Records excerpted from a collection:
▬▬▬▬▬▬
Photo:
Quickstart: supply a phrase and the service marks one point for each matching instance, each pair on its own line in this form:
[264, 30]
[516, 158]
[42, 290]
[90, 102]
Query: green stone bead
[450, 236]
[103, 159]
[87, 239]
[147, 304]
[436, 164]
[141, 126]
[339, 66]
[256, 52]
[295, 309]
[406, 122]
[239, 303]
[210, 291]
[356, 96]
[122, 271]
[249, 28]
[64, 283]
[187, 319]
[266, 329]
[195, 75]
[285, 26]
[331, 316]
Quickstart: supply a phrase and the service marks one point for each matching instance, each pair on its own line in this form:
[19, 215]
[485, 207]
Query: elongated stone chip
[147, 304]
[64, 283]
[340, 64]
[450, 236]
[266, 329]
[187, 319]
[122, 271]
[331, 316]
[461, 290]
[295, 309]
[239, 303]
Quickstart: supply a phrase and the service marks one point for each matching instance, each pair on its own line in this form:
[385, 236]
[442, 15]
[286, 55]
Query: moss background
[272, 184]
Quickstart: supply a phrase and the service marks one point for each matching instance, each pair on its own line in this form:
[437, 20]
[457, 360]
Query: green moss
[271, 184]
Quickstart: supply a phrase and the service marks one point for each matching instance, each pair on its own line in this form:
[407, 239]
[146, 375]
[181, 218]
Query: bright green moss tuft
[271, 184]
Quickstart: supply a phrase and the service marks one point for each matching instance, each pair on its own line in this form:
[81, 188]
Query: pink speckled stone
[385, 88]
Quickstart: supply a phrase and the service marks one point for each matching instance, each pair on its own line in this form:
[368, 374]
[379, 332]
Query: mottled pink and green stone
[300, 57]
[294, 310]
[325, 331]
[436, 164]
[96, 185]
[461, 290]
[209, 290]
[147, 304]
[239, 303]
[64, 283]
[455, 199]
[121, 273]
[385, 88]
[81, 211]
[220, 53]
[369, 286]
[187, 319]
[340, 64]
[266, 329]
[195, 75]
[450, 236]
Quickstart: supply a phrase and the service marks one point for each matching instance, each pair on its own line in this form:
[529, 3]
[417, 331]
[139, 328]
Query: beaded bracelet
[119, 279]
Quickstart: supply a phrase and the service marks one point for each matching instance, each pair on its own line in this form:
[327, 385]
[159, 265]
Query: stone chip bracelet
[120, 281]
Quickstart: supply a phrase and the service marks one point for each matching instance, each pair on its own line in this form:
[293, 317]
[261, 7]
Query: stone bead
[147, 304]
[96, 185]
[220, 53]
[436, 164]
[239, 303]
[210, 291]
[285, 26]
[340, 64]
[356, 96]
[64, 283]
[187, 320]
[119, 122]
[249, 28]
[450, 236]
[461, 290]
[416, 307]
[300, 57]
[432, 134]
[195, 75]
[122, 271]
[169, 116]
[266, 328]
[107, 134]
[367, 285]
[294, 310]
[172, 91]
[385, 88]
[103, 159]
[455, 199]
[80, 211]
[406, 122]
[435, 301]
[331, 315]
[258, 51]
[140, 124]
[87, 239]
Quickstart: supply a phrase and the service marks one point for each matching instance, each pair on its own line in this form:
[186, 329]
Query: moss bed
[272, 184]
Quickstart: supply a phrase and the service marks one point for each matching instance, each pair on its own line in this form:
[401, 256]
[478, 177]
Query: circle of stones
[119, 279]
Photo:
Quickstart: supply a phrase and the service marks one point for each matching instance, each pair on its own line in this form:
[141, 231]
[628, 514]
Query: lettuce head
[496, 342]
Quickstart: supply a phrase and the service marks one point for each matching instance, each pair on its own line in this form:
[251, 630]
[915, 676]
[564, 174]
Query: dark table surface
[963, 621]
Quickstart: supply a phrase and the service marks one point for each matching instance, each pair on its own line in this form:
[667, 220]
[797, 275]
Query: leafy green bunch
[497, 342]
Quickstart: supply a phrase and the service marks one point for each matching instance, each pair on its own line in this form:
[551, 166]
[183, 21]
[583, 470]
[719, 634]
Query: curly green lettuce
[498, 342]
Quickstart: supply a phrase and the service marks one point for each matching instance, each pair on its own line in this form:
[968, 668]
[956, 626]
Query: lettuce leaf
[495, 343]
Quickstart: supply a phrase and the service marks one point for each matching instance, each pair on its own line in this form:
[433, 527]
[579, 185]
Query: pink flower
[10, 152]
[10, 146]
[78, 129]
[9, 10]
▬▬▬▬▬▬
WHAT YOU NEED TO DO -> Print every entry exactly as written.

TASK SOLUTION ->
Photo:
Quickstart: supply a phrase and the service marks one point for each matching instance, each pair on its own line in this form:
[264, 30]
[516, 158]
[42, 290]
[90, 102]
Query: green stone bead
[450, 236]
[103, 159]
[87, 239]
[147, 304]
[436, 164]
[141, 126]
[339, 66]
[256, 52]
[295, 309]
[406, 122]
[239, 303]
[210, 291]
[356, 96]
[122, 271]
[249, 28]
[64, 283]
[187, 319]
[266, 329]
[195, 75]
[285, 26]
[331, 316]
Quickstart: supply a phrase and the service marks one point for each matching instance, each pair on its own line in this form:
[19, 215]
[485, 207]
Query: elongated stone chip
[147, 304]
[64, 283]
[340, 64]
[450, 236]
[266, 329]
[187, 319]
[122, 271]
[331, 316]
[461, 290]
[295, 309]
[239, 303]
Quickstart: supply a phrase and the service marks one point for each matching instance, each pair on its own line in this form:
[385, 236]
[442, 15]
[286, 55]
Query: moss background
[272, 184]
Quickstart: supply a phrase and the service marks one point for each matching instance, each pair on its own line in this form:
[437, 20]
[457, 360]
Query: green moss
[271, 184]
Quickstart: supply a phrase and the service marks one point for each matching instance, each pair on its own line in this form:
[407, 239]
[146, 375]
[181, 218]
Query: bright green moss tuft
[271, 184]
Quickstart: supply a phrase and the service marks one point for each matching instance, each pair on its own line in this form:
[81, 188]
Query: pink speckled stone
[385, 88]
Quickstart: supply a phrase and the service marks one point for each matching instance, each pair on its own line in this form:
[368, 374]
[379, 332]
Query: mottled pink and green stone
[300, 57]
[294, 310]
[325, 331]
[436, 164]
[96, 185]
[461, 290]
[209, 290]
[147, 304]
[239, 303]
[64, 283]
[455, 199]
[121, 273]
[385, 88]
[81, 211]
[220, 53]
[369, 286]
[187, 319]
[340, 64]
[266, 329]
[195, 75]
[450, 236]
Quickstart: supply a phrase and the service marks one point for each matching instance, each pair on its own line in this form:
[529, 3]
[417, 331]
[139, 328]
Query: beaded bracelet
[119, 279]
Quickstart: supply a phrase and the service marks one point for each matching instance, each pair on its own line in this form:
[327, 385]
[159, 265]
Query: stone chip bracelet
[120, 281]
Quickstart: supply a phrase and the service marks one point for each matching instance, each pair on its own line in this form:
[293, 317]
[261, 7]
Query: stone bead
[147, 304]
[96, 185]
[220, 53]
[436, 164]
[239, 303]
[210, 291]
[285, 26]
[340, 64]
[356, 96]
[64, 283]
[187, 320]
[119, 122]
[249, 28]
[450, 236]
[461, 290]
[416, 307]
[300, 57]
[432, 134]
[195, 75]
[122, 271]
[169, 116]
[266, 328]
[107, 134]
[367, 285]
[294, 310]
[172, 91]
[385, 88]
[103, 159]
[455, 199]
[80, 211]
[406, 122]
[435, 301]
[331, 315]
[258, 51]
[140, 124]
[87, 239]
Quickstart: supply a phrase and the service marks one point for each matching instance, each pair on its own line in this form:
[186, 329]
Query: moss bed
[272, 184]
Quickstart: supply a phrase and the service marks one point for each matching instance, each pair on its own line in this form:
[401, 256]
[478, 177]
Query: circle of stones
[119, 279]
Photo:
Quickstart: supply a phrase and the service marks one point for each matching instance, each pair on its own line in this form:
[141, 231]
[628, 514]
Query: lettuce head
[496, 342]
Quickstart: supply a phrase and the service marks one point for each matching instance, each pair on its own line in this form:
[251, 630]
[915, 676]
[564, 174]
Query: dark table surface
[963, 621]
Quickstart: supply a phrase and the service marks one point for each matching instance, each pair on its own line in this form:
[667, 220]
[797, 275]
Query: leafy green bunch
[497, 342]
Quickstart: supply a phrase and the service marks one point for each matching instance, each pair on its own line in this form:
[551, 166]
[183, 21]
[583, 470]
[719, 634]
Query: curly green lettuce
[498, 342]
Quickstart: supply a phrase and the service marks one point for each matching instance, each pair on its own line in this form:
[968, 668]
[956, 626]
Query: lettuce leaf
[495, 343]
Quickstart: supply a phrase and the service marks one point for each matching instance, each pair on its own line in this form:
[433, 527]
[579, 185]
Query: pink flower
[10, 152]
[10, 146]
[78, 129]
[9, 10]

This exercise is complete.